• _Given problem A_: Print the passage of the forum thread starting at "If she can't" and ending at "My $0.02 worth.".
• _Given problem B_: For each statement below, answer yes or no to whether it agrees with the forum thread, and quote the words of the thread that decide it. (i) The first post says the writer met a wife two years later. (ii) bonitabelle's boyfriend opposed her joining from the start. (iii) bonitabelle says that breaking up with him was the best feeling she could have.

* START Selection *

I went through a similar situation....except mine used to see Satan on a regular basis near the end. Needless to say that was the clincher.

She cost me all my friends at one point...and almost my career prior to the end. I got wise and gave her the boot and haven't looked back.

Call it youthful stupidity.     :

I met my wife 2 years later...and I'm having the time of my life right now, even after nearly 12 years of incarceration...er...marrage.

If she can't or won't accept what you want to do...then you're not in a relationship. It's a 50 / 50 thing, give and take on both sides. 

A good relationship is if you win...then she does as well, and visa versa.

Hate to say it but she's controlling you. Dump her right now.....plenty of fish in the sea.

My $0.02 worth.

Regards


----------



## bonitabelle (20 Aug 2006)

I'm a female that had the same sort of problem.  When I joined up, my boyfriend was supportive because he didn't think that I was going to go through with it. When I left for BMQ, he was there for the phone calls and telling me I could do it.  When I didn't have the time or inclination to call him every night, he started resenting the military and told me they were brainwashing me.  He would call me at all hours drunk and everything.  When I broke up with him, it was the best feeling that I could have.  I was doing what I wanted for me and that's all that mattered to me in the end.


----------



## Brixxie (20 Aug 2006)

* END Selection *
* START Information provided *

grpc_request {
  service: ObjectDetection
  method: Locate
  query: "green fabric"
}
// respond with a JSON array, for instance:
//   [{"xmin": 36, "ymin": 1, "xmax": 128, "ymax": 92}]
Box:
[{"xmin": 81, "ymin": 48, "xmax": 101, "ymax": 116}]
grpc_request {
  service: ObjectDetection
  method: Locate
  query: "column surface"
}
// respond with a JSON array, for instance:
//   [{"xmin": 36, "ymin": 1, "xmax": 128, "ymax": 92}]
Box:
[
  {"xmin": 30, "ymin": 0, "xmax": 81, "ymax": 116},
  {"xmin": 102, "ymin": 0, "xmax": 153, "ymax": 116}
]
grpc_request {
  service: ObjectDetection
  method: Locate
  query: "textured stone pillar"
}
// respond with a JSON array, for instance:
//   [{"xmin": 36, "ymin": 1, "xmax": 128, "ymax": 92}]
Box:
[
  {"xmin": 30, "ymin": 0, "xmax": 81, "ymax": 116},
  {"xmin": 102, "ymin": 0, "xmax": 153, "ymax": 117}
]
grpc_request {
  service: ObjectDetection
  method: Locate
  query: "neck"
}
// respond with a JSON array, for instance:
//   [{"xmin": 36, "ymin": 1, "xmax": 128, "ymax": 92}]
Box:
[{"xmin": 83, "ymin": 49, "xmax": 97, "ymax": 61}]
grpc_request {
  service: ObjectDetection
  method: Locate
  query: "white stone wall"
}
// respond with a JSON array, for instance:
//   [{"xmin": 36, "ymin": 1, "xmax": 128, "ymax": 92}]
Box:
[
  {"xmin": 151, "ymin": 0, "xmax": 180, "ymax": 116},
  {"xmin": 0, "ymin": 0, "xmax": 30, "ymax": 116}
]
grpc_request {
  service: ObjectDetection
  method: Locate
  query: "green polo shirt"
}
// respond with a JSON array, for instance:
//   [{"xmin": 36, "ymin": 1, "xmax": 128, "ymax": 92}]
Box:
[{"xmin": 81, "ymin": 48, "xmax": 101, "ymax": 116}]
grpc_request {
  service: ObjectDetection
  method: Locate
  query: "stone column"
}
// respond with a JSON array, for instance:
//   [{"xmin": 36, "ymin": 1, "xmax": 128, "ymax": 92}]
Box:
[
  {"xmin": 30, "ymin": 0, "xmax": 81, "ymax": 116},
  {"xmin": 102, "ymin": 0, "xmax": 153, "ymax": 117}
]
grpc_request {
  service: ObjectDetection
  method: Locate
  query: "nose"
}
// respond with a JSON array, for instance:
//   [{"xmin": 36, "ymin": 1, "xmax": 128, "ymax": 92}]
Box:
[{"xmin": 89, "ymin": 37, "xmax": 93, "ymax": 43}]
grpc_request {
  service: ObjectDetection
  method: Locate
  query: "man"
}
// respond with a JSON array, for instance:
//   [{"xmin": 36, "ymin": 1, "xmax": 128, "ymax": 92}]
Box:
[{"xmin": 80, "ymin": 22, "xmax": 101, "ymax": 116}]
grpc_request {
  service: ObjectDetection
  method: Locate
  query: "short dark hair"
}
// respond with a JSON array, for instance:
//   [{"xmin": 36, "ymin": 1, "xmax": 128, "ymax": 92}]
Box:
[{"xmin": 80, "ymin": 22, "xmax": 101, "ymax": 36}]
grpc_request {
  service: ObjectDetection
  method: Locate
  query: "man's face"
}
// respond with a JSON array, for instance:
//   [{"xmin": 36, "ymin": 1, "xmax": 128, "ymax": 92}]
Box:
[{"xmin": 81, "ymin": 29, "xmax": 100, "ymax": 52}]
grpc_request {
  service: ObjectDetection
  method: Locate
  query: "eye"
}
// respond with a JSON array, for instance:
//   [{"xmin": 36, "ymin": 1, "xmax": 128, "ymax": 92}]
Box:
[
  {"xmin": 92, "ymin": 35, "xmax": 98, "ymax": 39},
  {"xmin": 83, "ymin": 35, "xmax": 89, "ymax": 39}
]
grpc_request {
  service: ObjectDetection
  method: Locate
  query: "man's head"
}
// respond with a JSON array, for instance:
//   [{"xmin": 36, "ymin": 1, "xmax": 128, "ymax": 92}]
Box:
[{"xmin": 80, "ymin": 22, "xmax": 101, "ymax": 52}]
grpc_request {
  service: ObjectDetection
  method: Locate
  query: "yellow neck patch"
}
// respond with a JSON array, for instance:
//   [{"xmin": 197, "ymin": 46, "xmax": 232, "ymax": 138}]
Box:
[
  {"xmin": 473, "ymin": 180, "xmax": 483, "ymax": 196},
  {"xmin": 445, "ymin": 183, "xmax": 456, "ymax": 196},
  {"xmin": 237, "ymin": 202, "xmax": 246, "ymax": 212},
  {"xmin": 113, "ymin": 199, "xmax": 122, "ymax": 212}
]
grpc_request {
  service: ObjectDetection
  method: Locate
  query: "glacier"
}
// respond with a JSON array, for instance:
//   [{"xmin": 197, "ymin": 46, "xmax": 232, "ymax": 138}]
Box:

* END Information provided *

• _Final answer A_:
If she can't or won't accept what you want to do...then you're not in a relationship. It's a 50 / 50 thing, give and take on both sides. 

A good relationship is if you win...then she does as well, and visa versa.

Hate to say it but she's controlling you. Dump her right now.....plenty of fish in the sea.

My $0.02 worth.

• _Final answer B_:
(i) Yes: "I met my wife 2 years later"
(ii) No: "When I joined up, my boyfriend was supportive because he didn't think that I was going to go through with it."
(iii) Yes: "When I broke up with him, it was the best feeling that I could have."